Required task » Copy the rows below word for word, leaving out the pictures.

= = = =

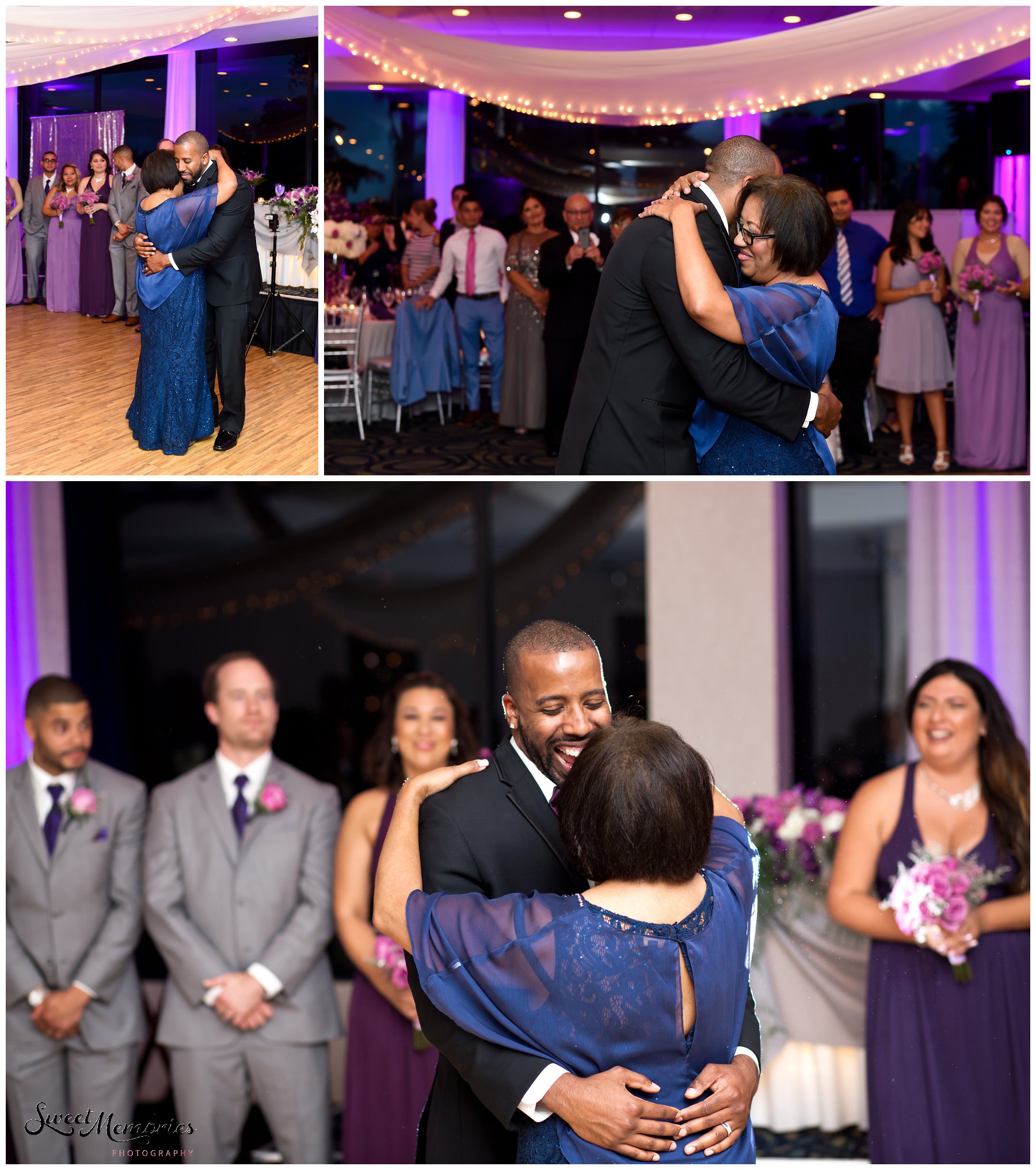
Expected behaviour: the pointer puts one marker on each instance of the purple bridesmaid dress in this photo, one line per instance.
(14, 269)
(96, 280)
(989, 430)
(387, 1083)
(947, 1062)
(63, 264)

= = = =

Written solution »
Expected behaviour: the pointer puts one marker on each instance of the purple bridesmaid dress in this photo, one line per instance.
(14, 269)
(96, 280)
(989, 430)
(387, 1083)
(947, 1062)
(63, 264)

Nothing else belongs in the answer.